## STATED EXERCISE
Swap "cabriole front leg" for "curved front leg" in the records, starting at the first line and stopping after the line that contains "point(399, 147)". Give those lines again with nothing else changed.

[Records taken from a collection]
***
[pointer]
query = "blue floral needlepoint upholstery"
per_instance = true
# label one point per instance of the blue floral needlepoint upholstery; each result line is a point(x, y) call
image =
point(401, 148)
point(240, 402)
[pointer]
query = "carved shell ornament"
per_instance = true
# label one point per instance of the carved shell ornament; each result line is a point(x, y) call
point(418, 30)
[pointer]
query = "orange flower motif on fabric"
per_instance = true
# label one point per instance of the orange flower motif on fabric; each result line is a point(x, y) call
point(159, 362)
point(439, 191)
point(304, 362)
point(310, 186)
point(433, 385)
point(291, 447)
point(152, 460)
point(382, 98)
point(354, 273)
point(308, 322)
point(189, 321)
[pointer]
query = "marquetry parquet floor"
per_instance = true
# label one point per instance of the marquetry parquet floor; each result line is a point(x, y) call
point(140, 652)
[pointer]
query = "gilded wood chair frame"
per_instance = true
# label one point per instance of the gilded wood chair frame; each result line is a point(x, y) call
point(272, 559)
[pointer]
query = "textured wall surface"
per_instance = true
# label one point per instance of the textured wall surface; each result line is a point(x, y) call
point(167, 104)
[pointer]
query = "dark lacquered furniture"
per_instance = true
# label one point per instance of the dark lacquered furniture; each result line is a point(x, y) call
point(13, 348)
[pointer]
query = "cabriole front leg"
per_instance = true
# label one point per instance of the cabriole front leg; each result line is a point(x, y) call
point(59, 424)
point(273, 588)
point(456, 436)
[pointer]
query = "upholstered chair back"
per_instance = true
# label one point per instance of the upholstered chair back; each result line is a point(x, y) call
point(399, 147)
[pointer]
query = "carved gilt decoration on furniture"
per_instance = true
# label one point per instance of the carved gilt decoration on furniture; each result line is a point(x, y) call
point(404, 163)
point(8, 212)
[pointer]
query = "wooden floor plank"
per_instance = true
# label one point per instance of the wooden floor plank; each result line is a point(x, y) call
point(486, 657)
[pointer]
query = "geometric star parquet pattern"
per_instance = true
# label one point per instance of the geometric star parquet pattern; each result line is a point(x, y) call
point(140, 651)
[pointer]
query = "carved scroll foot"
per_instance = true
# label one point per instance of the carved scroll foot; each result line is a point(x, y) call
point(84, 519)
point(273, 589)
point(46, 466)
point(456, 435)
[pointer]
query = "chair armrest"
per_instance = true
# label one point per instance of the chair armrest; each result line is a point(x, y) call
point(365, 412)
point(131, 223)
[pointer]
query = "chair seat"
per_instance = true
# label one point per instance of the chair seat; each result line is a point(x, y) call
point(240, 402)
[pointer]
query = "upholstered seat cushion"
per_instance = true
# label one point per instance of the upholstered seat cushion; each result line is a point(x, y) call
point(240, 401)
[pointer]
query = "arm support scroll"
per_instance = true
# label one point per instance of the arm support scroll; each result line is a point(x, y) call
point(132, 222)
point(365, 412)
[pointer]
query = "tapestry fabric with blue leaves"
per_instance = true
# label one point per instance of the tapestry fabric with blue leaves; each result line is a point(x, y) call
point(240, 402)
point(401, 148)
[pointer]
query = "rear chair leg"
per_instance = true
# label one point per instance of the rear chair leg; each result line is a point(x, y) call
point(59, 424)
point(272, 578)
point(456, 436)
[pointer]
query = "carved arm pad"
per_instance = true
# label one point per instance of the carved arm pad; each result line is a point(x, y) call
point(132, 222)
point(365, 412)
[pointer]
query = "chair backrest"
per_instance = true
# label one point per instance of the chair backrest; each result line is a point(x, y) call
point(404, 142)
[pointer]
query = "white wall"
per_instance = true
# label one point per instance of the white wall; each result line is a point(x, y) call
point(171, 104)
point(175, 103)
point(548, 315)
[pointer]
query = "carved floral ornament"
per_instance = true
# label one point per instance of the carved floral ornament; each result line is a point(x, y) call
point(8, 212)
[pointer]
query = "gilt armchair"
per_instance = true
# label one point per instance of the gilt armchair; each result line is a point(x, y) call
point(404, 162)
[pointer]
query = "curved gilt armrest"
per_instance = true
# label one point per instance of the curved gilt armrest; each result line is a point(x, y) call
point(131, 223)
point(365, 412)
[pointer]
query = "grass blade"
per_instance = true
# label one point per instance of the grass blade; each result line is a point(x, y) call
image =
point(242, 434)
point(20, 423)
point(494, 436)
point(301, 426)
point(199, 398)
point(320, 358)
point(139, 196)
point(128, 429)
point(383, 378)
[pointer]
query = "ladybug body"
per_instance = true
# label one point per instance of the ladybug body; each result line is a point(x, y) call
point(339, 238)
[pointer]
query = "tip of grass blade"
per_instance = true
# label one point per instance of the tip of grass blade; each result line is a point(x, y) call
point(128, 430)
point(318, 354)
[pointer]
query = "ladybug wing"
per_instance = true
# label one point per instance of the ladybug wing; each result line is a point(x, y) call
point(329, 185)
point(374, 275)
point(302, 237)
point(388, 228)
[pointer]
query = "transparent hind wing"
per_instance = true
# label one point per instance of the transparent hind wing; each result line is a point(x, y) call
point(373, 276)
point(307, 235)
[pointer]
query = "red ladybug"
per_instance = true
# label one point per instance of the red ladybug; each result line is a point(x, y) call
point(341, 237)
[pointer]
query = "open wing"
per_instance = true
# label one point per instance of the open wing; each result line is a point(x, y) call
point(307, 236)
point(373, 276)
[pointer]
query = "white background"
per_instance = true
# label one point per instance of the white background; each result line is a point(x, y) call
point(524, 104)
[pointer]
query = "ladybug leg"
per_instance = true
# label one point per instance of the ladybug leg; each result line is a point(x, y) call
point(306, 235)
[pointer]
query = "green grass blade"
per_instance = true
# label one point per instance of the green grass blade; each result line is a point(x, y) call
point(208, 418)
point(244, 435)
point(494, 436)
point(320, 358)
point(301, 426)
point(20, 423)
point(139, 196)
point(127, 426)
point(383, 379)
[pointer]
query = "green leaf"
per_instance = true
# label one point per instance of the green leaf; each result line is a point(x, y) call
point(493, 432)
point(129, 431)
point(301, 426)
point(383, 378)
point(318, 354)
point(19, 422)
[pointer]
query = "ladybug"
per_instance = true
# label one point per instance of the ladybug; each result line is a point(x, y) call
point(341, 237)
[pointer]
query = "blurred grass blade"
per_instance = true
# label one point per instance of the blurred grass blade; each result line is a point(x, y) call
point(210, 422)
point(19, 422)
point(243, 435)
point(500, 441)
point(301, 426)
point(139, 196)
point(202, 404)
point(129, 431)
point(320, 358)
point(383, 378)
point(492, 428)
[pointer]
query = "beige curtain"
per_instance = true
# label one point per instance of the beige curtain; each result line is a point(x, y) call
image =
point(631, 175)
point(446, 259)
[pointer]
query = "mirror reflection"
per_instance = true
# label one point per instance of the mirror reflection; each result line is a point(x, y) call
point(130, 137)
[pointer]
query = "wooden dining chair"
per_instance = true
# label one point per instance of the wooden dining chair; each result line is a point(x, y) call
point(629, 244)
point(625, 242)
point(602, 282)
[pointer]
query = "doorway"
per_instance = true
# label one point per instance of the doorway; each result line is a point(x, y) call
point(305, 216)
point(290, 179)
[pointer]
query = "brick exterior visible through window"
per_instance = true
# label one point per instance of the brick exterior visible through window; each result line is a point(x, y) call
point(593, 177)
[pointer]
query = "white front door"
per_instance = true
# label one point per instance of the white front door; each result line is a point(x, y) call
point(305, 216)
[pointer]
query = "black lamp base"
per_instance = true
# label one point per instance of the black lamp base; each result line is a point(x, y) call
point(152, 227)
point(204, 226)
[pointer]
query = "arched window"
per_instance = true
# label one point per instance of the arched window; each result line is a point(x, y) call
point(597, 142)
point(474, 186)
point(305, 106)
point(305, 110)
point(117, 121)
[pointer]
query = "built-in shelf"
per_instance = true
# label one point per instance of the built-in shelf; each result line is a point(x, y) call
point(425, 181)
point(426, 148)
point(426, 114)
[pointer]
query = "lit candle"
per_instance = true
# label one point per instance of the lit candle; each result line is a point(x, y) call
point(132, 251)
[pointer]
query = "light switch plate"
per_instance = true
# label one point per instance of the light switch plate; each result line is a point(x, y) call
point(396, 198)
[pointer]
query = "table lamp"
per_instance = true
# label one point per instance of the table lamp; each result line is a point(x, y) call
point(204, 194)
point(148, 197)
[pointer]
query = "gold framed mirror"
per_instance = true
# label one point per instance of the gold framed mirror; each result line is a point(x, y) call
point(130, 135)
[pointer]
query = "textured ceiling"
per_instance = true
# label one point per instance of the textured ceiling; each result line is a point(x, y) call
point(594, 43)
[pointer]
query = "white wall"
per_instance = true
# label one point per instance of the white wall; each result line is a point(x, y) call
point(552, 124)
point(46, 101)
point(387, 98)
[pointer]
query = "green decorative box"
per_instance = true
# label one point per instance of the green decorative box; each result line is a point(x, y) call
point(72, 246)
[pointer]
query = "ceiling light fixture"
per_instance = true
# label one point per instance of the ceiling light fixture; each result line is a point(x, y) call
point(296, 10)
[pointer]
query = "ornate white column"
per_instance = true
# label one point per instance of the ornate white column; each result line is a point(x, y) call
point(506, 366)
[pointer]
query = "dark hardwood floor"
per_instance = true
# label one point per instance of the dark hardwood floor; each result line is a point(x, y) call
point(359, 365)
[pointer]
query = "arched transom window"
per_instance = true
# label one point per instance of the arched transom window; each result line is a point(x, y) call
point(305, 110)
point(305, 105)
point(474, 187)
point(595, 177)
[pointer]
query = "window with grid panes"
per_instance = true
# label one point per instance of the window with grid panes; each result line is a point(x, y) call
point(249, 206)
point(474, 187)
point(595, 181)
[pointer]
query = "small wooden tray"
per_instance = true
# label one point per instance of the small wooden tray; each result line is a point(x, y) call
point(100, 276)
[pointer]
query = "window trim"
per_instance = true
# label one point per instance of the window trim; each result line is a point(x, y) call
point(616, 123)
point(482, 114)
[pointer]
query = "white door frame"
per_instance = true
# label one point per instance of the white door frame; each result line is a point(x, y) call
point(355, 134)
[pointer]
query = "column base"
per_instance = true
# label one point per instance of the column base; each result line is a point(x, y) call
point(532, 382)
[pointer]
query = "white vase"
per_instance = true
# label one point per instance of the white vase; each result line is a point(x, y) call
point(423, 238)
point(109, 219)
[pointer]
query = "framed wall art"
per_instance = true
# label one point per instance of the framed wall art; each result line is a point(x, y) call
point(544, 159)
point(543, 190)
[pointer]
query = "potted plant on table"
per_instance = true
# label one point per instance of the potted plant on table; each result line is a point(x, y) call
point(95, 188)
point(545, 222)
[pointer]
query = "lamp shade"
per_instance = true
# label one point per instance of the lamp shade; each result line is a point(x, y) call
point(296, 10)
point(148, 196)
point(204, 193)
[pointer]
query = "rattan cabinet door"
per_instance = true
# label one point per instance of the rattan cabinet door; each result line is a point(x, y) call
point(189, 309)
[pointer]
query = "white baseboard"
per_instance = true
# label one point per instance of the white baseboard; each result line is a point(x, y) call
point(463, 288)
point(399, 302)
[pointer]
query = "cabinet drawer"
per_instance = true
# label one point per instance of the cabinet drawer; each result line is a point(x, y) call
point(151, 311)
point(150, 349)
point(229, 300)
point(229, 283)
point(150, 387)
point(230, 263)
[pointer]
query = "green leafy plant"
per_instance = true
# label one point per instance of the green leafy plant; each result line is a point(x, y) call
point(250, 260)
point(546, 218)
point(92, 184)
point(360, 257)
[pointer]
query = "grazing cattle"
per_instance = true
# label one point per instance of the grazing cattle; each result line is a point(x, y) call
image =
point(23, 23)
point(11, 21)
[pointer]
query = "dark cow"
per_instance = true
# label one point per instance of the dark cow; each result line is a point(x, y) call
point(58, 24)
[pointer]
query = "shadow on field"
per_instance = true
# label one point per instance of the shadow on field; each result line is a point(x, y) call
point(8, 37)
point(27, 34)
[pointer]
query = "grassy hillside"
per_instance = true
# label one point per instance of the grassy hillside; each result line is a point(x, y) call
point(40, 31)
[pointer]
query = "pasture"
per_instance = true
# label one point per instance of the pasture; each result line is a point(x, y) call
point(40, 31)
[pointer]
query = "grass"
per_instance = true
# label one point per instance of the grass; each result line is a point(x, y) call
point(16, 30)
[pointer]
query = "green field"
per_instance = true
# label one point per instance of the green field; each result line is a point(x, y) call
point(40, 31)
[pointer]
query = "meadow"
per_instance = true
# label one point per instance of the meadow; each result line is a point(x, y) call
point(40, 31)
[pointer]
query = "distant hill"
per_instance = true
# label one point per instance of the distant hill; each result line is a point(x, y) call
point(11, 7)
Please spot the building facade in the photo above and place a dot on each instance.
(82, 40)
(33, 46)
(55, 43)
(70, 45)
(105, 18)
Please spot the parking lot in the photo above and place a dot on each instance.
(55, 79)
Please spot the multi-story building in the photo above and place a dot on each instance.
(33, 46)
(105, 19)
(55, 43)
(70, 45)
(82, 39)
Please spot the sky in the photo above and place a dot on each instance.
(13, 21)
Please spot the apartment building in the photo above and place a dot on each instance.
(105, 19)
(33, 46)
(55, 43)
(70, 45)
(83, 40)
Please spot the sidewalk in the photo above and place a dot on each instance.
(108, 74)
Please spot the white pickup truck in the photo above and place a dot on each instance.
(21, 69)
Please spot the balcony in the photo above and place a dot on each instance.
***
## TASK ANSWER
[pointer]
query = "blue floral needlepoint upholstery"
per_instance = true
# label one point per instance of the blue floral needlepoint upholstery; each result line is a point(x, y) call
image =
point(401, 148)
point(240, 402)
[pointer]
query = "carved shell ornament"
per_instance = true
# label one point per instance of the carved shell ornament; each result line is a point(x, y) call
point(418, 30)
[pointer]
query = "orange flower motif on fabric"
per_instance = true
# label one point per instance of the orange flower motif on fabric; each result line is a point(x, y) call
point(159, 362)
point(439, 191)
point(304, 362)
point(310, 186)
point(433, 385)
point(291, 447)
point(152, 460)
point(382, 98)
point(354, 273)
point(308, 322)
point(189, 321)
[pointer]
query = "marquetry parquet floor"
per_instance = true
# label one point per instance of the marquetry parquet floor; each result line is a point(x, y) call
point(140, 652)
[pointer]
query = "gilded wood chair frame"
per_instance = true
# label one point per instance of the gilded wood chair frame; each result line is a point(x, y) call
point(272, 559)
[pointer]
query = "textured wall surface"
per_instance = true
# label one point per instance of the textured wall surface; each result line is a point(x, y) call
point(167, 104)
[pointer]
query = "dark lacquered furniture"
per_instance = true
# label one point per instance of the dark lacquered furniture; each result line is a point(x, y) call
point(13, 348)
[pointer]
query = "curved front leg"
per_instance = true
# label one point per instance of the curved front leg; each result line is a point(x, y) call
point(59, 424)
point(273, 588)
point(456, 436)
[pointer]
query = "upholstered chair back"
per_instance = true
# label one point per instance of the upholstered chair back; each result line is a point(x, y) call
point(399, 147)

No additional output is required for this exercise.